#### [Set of tasks]
**1)** In the post on pediatric CFS/ME prevalence, rewrite the part that opens with "The piece on" and closes with "actually diagnosed. Hmm.", changing "splurge" to "burst".
**2)** In the post on pediatric CFS/ME prevalence, list the features of the condition named in the colon-introduced series describing Dr Mark Porter's portrait in The Times.

#### [Document segment]
============

None The Wiser…

Does Esther Crawley’s latest research really tell us anything about the prevalence of pediatric CFS/ME?

 

After a quiet time over the holidays and into the new year, ME/CFS has been back in the news again. This time the coverage has in many ways been rather helpful. Dr Mark Porter, writing in The Times painted quite an accurate portrait of the condition: usually starting after an infection; involving numerous symptoms rather than only fatigue; the fatigue itself “persistent and recurrent”; and “exacerbated by physical or mental exertion”. There was even a description (though not by name) of the all-important post-exertional malaise. Pacing was also well described: “some of the strategies are counter-intuitive”, “it is important to avoid the boom-and-bust cycle”, only the exhortation to avoid daytime sleep seemed to me to be off the mark: in some situations this is a useful strategy to restore natural rhythm but in my experience as a patient it’s not always feasible or desirable. Nevertheless I liked Dr Porter’s perspective on the possible psychological repercussions of having ME: “feeling awful for months on end will dampen the spirits of the hardiest person” and severe ME at least gets a mention: “when severe it can leave victims housebound and often bedridden (the worst cases require hospital treatment)”. Not that the hospital is likely to have a clue what to do about it but at least there is some acknowledgement of severity.

The piece on the BBC News website focused more on the new study from the University of Bristol which served as the trigger for this latest splurge of publicity. Chronic Fatigue Syndrome at Age 16 Years claimed that the prevalence of pediatric CFS was 1.9% in 16-year-olds, higher than previously thought. The BBC article rounded this up to 1 in 50 and contrasted it with the 1 in 1000 (it said) who are actually diagnosed. Hmm.

============

#### [Dataset]
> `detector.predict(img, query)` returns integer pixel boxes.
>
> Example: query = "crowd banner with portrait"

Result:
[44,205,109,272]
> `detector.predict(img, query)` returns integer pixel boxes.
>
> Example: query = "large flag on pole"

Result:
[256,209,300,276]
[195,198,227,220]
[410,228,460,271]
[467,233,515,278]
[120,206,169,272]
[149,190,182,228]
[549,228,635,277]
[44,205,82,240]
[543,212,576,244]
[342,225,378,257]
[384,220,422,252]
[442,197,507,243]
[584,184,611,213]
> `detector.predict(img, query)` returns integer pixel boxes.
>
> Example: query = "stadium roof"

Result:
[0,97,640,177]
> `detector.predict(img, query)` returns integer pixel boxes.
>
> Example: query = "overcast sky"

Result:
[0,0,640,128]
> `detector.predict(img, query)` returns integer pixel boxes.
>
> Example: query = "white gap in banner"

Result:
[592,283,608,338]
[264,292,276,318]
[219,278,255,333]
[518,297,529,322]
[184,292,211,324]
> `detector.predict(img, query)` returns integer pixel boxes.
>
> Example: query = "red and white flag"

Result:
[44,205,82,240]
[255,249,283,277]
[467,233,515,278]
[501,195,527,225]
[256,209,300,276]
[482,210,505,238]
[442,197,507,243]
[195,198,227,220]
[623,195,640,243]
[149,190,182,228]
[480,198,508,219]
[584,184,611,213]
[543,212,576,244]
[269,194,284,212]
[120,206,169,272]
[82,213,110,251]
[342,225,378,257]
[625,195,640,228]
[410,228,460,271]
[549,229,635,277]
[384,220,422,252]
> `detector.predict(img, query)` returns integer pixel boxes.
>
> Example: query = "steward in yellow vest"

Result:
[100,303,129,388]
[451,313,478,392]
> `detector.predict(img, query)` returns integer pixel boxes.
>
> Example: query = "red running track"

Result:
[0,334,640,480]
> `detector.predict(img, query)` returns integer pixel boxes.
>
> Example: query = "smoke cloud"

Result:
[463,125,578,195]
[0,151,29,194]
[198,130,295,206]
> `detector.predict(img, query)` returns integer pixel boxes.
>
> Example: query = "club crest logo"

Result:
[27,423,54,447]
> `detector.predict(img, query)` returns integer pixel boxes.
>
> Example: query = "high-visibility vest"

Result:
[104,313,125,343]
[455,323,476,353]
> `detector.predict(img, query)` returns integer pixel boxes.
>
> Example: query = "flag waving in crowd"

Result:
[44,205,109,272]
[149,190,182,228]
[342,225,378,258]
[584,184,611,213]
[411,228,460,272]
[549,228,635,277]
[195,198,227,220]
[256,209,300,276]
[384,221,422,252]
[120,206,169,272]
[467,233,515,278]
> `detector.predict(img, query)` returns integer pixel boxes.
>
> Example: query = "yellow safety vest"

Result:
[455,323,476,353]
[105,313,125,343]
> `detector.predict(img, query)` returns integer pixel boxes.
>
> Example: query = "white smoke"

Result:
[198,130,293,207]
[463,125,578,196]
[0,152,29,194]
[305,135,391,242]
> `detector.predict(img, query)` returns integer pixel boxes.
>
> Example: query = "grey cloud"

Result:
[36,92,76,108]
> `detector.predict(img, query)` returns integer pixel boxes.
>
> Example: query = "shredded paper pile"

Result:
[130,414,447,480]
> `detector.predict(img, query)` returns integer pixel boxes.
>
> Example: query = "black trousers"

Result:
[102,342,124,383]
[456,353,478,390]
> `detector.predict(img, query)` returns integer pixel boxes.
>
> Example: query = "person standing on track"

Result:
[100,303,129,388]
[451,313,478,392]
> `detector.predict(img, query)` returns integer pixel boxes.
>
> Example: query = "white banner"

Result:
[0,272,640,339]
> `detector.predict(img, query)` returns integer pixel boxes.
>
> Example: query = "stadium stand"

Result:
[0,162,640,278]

============

#### [Completed exercise]
**1)**
The piece on the BBC News website focused more on the new study from the University of Bristol which served as the trigger for this latest burst of publicity. Chronic Fatigue Syndrome at Age 16 Years claimed that the prevalence of pediatric CFS was 1.9% in 16-year-olds, higher than previously thought. The BBC article rounded this up to 1 in 50 and contrasted it with the 1 in 1000 (it said) who are actually diagnosed. Hmm.

**2)**
- usually starting after an infection
- involving numerous symptoms rather than only fatigue
- the fatigue itself "persistent and recurrent"
- "exacerbated by physical or mental exertion"